Tasks for this exercise »
a) What detection failure rate does the passage on ensemble classification give for the weak classifiers that ensemble methods combine?
b) In the passage on ensemble classification, reproduce the text word for word, starting with "The higher value" and going on through "45 strong classifiers.".

Given text »
The ensemble classifier is one of the machine learning classification algorithms. The ensemble methods create a strong classifier by combining weak classifiers which are inaccurate with around 50% detection failure rate. An analog circuit can exploit this property because the analog computations are usually faster and lower energy, but less accurate, than digital implementations. Therefore, designing a weak classifier in analog domain can take advantage of ensemble classification.

AdaBoost, as an ensemble method, adds the weak learners iteratively to build a highly accurate network by training the weak learners on different distributions over the example dataset. Let us say training examples  $\langle (I_1, y_1), (I_2, y_2), ..., (I_m, y_m) \rangle$  are given, where  $I_i \in I$  is an image sample in the training set I and  $y_i \in \{-1, +1\}$  is a label. In the first step, a distribution  $D_1$  on the training set is initialized as:

$$D_1(i) = 1/m, \quad \forall i = 1, ..., m.$$

The distribution D is used to give different weighting distributions on examples at each training sequence. In the *t*-th iteration, a current weak learner focuses on misclassified input images in the previous iteration in order to reduce the same errors at a subsequent learner by weighting the failed images, namely adaptively boosting. Given an input set, the *t*-th weak classifier  $q_t$  is trained to minimize the weighted error  $\epsilon_t$ , which is a sum of the product of the *i*-th weak hypothesis  $q_t(I_i) \in \{-1, +1\}$  error and the *i*-th distribution  $D_t(i)$  in the *t*-th iteration:

$$\epsilon_t = \sum_{i=1}^m D_t(i) \cdot \mathbf{1}[q_t(I_i) \neq y_i].$$

Once the  $\epsilon_t$  is determined, AdaBoost chooses a parameter  $\alpha_t$  as follows:

$$\alpha_t = \frac{1}{2} \ln(\frac{1 - \epsilon_t}{\epsilon_t}).$$

The higher value of  $\alpha_t$  means that the *t*-th weak classifier is more reliable, having high impact on a final (strong) classification. In the next iteration, AdaBoost updates the distribution  $D_t$  to  $D_{t+1}$  for i = 1, ..., m as follows:



Figure 2.4: 10-class classifier with 45 strong classifiers.

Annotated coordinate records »
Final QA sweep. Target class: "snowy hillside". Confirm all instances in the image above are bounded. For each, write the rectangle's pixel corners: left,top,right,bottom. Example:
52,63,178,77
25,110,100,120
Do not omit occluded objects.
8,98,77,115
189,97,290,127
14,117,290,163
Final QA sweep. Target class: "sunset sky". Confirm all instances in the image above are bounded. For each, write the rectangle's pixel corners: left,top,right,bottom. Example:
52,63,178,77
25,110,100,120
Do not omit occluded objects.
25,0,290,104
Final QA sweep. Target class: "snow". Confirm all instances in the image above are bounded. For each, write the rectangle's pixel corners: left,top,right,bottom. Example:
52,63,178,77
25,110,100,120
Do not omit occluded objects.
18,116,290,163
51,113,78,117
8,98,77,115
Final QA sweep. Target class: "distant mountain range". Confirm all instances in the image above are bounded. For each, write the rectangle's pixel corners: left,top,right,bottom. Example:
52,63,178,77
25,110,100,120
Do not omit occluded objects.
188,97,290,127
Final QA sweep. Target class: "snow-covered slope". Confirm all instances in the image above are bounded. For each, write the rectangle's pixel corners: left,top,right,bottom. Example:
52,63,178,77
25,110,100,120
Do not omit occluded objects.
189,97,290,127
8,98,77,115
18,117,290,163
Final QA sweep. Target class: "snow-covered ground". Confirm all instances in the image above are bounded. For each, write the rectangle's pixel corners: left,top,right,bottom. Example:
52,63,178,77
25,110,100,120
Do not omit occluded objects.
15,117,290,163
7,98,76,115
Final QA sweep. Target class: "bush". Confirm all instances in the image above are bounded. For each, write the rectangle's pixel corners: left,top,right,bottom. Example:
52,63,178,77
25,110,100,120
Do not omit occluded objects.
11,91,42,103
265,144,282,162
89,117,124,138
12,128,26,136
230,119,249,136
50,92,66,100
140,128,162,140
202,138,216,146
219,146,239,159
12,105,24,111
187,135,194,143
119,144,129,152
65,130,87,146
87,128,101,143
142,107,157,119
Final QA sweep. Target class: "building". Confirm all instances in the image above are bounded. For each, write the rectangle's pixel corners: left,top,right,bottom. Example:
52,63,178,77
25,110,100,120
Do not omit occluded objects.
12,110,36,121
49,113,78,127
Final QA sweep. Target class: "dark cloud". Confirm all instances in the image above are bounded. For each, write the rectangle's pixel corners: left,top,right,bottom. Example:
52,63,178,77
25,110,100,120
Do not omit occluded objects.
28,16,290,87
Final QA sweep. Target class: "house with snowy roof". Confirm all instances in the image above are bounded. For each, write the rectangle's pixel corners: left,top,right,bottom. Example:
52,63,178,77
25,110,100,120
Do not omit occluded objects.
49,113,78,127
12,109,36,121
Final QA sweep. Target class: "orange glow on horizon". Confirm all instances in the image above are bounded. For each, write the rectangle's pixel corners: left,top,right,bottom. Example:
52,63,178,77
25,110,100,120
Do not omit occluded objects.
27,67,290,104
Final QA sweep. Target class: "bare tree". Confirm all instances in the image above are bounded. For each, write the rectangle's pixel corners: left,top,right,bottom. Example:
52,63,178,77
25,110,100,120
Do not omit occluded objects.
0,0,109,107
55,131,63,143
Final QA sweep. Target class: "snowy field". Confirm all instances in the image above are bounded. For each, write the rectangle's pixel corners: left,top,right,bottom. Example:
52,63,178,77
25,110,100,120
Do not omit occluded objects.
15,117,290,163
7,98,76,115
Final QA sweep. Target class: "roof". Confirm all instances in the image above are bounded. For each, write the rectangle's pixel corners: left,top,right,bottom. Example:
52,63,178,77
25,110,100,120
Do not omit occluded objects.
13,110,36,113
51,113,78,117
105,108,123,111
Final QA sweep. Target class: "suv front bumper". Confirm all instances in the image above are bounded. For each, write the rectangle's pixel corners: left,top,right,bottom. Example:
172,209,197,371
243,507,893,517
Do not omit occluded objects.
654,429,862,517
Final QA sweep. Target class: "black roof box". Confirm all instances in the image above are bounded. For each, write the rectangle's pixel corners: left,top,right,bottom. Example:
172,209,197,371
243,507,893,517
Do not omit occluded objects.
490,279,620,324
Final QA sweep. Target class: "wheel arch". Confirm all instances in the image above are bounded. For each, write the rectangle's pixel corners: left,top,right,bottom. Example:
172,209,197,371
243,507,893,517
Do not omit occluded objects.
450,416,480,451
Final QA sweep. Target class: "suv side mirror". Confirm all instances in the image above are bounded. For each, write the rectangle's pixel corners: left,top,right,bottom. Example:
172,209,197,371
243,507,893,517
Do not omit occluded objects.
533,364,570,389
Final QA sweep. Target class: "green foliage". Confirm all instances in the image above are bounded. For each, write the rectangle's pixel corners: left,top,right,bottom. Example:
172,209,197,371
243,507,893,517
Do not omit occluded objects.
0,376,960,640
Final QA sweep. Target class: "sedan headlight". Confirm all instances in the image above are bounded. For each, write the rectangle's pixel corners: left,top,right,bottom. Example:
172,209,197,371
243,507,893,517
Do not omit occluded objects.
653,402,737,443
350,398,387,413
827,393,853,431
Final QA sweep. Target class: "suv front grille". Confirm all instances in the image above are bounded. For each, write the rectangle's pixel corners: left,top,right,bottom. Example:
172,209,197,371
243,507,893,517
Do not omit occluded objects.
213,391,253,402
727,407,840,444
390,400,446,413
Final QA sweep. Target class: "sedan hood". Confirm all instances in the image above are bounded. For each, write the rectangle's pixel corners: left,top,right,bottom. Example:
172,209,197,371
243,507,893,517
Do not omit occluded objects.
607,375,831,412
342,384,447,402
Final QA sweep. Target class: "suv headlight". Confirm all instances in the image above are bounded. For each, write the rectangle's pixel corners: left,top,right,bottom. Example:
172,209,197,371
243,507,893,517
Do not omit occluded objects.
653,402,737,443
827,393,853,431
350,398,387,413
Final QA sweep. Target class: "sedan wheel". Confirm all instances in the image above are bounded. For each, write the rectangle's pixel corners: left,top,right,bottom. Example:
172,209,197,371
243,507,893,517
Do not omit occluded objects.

Answers per task »
a) Around 50%.

b)
The higher value of  $\alpha_t$  means that the *t*-th weak classifier is more reliable, having high impact on a final (strong) classification. In the next iteration, AdaBoost updates the distribution  $D_t$  to  $D_{t+1}$  for i = 1, ..., m as follows:



Figure 2.4: 10-class classifier with 45 strong classifiers.